[Prompt A] According to the join plugin notes, how many rows does Manticore return by default when no LIMIT is specified?
:: Selected passage ::
The plugin implements INNER JOIN semantics: join-table rows with zero matching main-table rows are excluded from the result.

Limitations

  • Join-table fetch is capped at 10,000 rows. A warning is written to the log when the cap is hit.
  • Main-table fetch (Mode B) is capped at 50,000 rows. Without ORDER BY, exactly LIMIT rows are fetched (every keyword-filtered article is guaranteed to match at least one category). With ORDER BY, LIMIT × 100 rows are fetched (capped at 50,000) so PHP-side sorting has enough data. A warning is written to the log when the cap is hit.
  • When no LIMIT is specified, Manticore returns at most 20 rows by default. Add an explicit LIMIT to get more results.
  • Unqualified column names (without a table. prefix) in the SELECT list are ignored, as they are ambiguous.
  • OR conditions that reference columns from both tables in a single clause cannot be automatically routed and are silently dropped.
  • Aggregates on join-table columns (e.g. SUM(categories.weight)) are not supported — an error is returned.
  • GROUP_CONCAT with nested function calls (e.g. GROUP_CONCAT(SNIPPET(...))) is simulated in PHP. One extra query per matched category is issued to collect the inner expression's values, which may be slow for large result sets.
  • Multi-condition ON clause: all ON conditions must reference the same join-table field (joinField). Conditions with different join-table fields are not currently supported.
:::
:: Source material ::
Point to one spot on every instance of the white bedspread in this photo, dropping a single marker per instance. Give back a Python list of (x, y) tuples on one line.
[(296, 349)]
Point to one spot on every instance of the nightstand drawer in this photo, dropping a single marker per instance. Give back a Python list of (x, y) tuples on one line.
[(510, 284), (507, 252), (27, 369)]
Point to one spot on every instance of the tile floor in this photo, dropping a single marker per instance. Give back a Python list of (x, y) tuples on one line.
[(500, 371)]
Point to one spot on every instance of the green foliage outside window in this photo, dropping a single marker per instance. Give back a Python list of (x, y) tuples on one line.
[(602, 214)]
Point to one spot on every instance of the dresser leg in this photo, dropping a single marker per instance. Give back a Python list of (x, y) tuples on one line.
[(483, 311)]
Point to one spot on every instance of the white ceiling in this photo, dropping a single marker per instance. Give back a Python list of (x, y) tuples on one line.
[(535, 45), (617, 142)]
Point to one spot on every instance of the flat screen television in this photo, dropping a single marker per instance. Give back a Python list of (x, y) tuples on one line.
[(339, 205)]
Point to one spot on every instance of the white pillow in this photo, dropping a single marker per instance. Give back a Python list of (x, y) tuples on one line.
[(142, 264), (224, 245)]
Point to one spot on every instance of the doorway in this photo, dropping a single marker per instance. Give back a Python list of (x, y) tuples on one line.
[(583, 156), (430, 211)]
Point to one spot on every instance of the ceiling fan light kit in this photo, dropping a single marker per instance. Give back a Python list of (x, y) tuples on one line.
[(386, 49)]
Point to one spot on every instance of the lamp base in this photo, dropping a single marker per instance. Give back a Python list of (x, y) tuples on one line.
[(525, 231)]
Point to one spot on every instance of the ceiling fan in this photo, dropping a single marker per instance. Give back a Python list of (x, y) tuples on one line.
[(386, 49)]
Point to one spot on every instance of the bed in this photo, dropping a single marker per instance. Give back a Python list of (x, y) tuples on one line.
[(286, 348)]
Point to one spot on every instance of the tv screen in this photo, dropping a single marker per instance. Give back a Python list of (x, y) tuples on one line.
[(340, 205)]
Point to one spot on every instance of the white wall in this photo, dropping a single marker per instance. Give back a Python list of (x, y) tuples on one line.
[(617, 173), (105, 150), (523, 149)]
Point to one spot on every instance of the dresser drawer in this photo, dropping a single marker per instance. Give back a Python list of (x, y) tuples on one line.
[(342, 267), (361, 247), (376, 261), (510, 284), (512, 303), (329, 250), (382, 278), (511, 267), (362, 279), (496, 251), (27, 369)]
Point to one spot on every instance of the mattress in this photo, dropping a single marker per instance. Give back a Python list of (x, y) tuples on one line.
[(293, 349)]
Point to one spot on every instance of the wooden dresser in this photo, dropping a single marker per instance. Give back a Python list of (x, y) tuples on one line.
:::
[Prompt B] Quote the section of the entries that begins with the line containing "Point to one spot on every instance of the lamp" and ends with the line containing "[(286, 348)]", including both of those lines.

[Expected output A] At most 20 rows.

[Expected output B]
Point to one spot on every instance of the lamp base in this photo, dropping a single marker per instance. Give back a Python list of (x, y) tuples on one line.
[(525, 231)]
Point to one spot on every instance of the ceiling fan in this photo, dropping a single marker per instance. Give back a Python list of (x, y) tuples on one line.
[(386, 49)]
Point to one spot on every instance of the bed in this photo, dropping a single marker per instance. Give back a Python list of (x, y) tuples on one line.
[(286, 348)]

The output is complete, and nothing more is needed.